Convert the listing below into a JSON list of strings with one string per line, skipping blank lines. Leave the picture out of your answer.
── Exercise materials
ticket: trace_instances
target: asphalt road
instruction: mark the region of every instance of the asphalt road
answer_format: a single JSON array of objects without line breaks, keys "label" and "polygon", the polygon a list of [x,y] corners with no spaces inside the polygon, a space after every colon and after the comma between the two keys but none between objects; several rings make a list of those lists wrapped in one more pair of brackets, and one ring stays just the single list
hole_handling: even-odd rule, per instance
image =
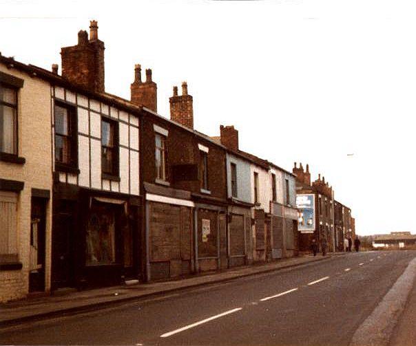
────
Answer for this exercise:
[
  "ticket: trace_instances",
  "target: asphalt road",
  "instruction: mark the region of every instance of the asphalt road",
  "answer_format: a single JSON array of objects without line breaks, keys \"label\" and \"polygon\", the polygon a list of [x,y] corners with no spaces inside the polygon, a space after every colon and after the comma between the two keys but none between objects; several rings make a list of those lists wrapped in one more pair of brackets, and one ring stays just the single list",
  "hole_handling: even-odd rule, per instance",
  "image ="
]